Task inputs:
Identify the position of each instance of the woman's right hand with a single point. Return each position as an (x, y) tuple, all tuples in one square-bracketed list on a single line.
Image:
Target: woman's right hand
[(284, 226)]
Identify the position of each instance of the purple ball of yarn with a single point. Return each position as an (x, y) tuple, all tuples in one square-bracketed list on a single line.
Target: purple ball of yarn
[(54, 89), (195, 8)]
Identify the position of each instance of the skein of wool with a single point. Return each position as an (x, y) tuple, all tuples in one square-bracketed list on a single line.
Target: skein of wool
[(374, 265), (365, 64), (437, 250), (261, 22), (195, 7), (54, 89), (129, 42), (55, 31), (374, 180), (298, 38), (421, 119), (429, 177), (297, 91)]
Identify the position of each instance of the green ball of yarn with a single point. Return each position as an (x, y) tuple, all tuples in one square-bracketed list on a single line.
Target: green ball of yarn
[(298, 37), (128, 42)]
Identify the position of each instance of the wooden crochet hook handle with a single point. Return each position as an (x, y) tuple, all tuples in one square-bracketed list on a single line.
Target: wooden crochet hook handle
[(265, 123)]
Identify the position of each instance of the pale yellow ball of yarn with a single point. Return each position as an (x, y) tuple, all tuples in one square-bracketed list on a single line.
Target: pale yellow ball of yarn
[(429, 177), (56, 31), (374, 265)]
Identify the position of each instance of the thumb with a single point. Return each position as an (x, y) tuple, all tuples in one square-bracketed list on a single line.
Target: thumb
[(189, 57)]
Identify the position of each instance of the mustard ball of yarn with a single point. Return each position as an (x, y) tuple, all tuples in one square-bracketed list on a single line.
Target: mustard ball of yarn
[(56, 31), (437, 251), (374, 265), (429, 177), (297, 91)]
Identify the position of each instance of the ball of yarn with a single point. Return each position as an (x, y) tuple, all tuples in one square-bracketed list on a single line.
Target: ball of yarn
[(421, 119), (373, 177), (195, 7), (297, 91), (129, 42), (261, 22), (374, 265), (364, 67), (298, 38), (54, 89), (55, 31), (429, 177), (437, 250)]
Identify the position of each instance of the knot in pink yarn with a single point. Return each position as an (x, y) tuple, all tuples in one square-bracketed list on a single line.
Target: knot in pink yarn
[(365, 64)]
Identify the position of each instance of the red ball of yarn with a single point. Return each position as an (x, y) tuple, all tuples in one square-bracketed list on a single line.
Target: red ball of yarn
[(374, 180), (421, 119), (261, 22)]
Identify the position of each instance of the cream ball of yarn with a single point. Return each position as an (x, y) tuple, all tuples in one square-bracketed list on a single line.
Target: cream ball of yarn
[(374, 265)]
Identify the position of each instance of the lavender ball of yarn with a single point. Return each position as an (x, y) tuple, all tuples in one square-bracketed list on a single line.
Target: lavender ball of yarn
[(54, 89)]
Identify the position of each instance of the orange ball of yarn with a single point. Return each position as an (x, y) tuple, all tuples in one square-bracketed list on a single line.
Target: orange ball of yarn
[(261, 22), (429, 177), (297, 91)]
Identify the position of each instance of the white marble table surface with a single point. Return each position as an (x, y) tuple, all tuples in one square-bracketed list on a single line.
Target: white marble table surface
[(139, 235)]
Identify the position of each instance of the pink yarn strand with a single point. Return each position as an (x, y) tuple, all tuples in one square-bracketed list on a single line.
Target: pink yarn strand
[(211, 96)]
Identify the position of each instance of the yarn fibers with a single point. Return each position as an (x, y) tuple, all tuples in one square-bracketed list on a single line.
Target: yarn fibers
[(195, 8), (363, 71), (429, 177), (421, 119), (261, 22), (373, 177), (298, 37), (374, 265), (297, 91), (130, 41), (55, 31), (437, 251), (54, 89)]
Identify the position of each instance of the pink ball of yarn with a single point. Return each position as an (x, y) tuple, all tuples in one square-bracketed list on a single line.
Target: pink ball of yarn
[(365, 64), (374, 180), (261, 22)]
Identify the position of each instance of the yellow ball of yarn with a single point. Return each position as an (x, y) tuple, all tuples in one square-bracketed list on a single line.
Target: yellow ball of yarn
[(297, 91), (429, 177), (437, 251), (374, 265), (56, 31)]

What this task involves:
Please update the listing above by changing every "square-bracketed list" to "bracketed list" and keeping everything else the same.

Full answer:
Identify the position of each instance of the woman's right hand with a single point. Return each position as an (x, y) tuple, all tuples in one bracketed list on a single line.
Image:
Target: woman's right hand
[(284, 226)]
Identify the position of each instance of the purple ball of yarn with a single point. Return each position as an (x, y) tuple, all tuples in one bracketed list on a single line.
Target: purple ball of yarn
[(54, 89), (195, 8)]
Identify the position of each instance of the skein of wool with a single point. Return each position as an (x, y) tuple, all tuples in one bracketed list on a single line.
Target: skein of wool
[(374, 265), (365, 64), (437, 250), (261, 22), (195, 7), (54, 89), (129, 42), (55, 31), (374, 180), (298, 38), (421, 119), (429, 177), (297, 91)]
Identify the position of each instance of the green ball of yarn with a single point. Return each position as an (x, y) tuple, all tuples in one bracketed list on a single line.
Target: green ball of yarn
[(298, 37), (128, 42)]
Identify the position of each instance of the wooden crochet hook handle with a single point. Return each position as an (x, y) tuple, all tuples in one bracketed list on a single line.
Target: wooden crochet hook handle
[(265, 123)]
Identify the position of each instance of the pale yellow ball of yarn with a single point. Return each position as an (x, y) tuple, all tuples in one bracketed list on a single line.
Target: pale yellow ball of yarn
[(429, 177), (56, 31), (374, 265)]
Identify the position of each instance of the thumb with a single point. Return each position as an (x, y) tuple, all tuples in one bracketed list on a single line.
Target: thumb
[(189, 57)]
Identify the position of each instance of the mustard ball of yarn with a single point. Return each position as an (x, y) tuple, all tuples in one bracketed list on a single line.
Target: mustard ball of yarn
[(56, 31), (437, 251), (374, 265), (429, 177), (297, 91)]
Identify the position of each instance of the ball of yarn with a single point. Return each position as an (x, y) tuple, all tuples in one bracketed list on a single line.
Target: ball of yarn
[(421, 119), (373, 177), (195, 7), (297, 91), (129, 42), (261, 22), (374, 265), (364, 67), (298, 38), (54, 89), (55, 31), (429, 177), (437, 250)]
Identify the position of each instance of the knot in pink yarn with a single point. Return each position as an (x, y) tuple, all tuples in one bracketed list on a single line.
Target: knot in pink yarn
[(365, 64)]
Identify the position of each instance of the red ball of yarn with a single point. Return each position as an (x, y) tuple, all tuples in one bracketed list on a single line.
Target: red ball of yarn
[(374, 180), (421, 119), (261, 22)]
Identify the position of each instance of the cream ball of yarn with a single point. Return each position as an (x, y) tuple, all tuples in one bracketed list on a single line.
Target: cream ball of yarn
[(374, 265)]
Identify the position of each instance of the lavender ball of yarn with a single point. Return each position as an (x, y) tuple, all tuples in one bracketed list on a single line.
Target: lavender ball of yarn
[(54, 89)]
Identify the position of each instance of the orange ball of yarn with a single point. Return each position as an (x, y) tuple, all tuples in one bracketed list on a single line.
Target: orange ball of yarn
[(261, 22), (429, 177), (297, 91)]
Identify the position of each instance of the white marble table surface with a single point. Return each position as an (x, y) tuple, all tuples in one bracketed list on a single line.
Target: white marble table surface
[(139, 235)]
Identify the position of each instance of the pink yarn strand with a single point. Return each position as an (x, y) tuple, all tuples in one bracketed list on a single line.
Target: pink yarn strand
[(211, 96)]
Identify the position of each instance of the yarn fibers with a single point. Return each position as an (x, y) tuple, all tuples in one bracketed list on a single line.
Target: yarn fibers
[(195, 8), (363, 71), (429, 177), (421, 119), (261, 22), (373, 177), (298, 37), (374, 265), (297, 91), (130, 41), (55, 31), (437, 251), (54, 89)]
Identify the position of each instance of the pink ball of yarn with a single point. Return each position as an (x, y) tuple, all tuples in one bracketed list on a single line.
Target: pink ball of yarn
[(365, 64), (374, 180), (261, 22)]
Identify the position of each instance of the yellow ball of yarn with a single point. Return each position as an (x, y) tuple, all tuples in one bracketed list on a single line.
Target: yellow ball of yarn
[(297, 91), (429, 177), (437, 251), (374, 265), (56, 31)]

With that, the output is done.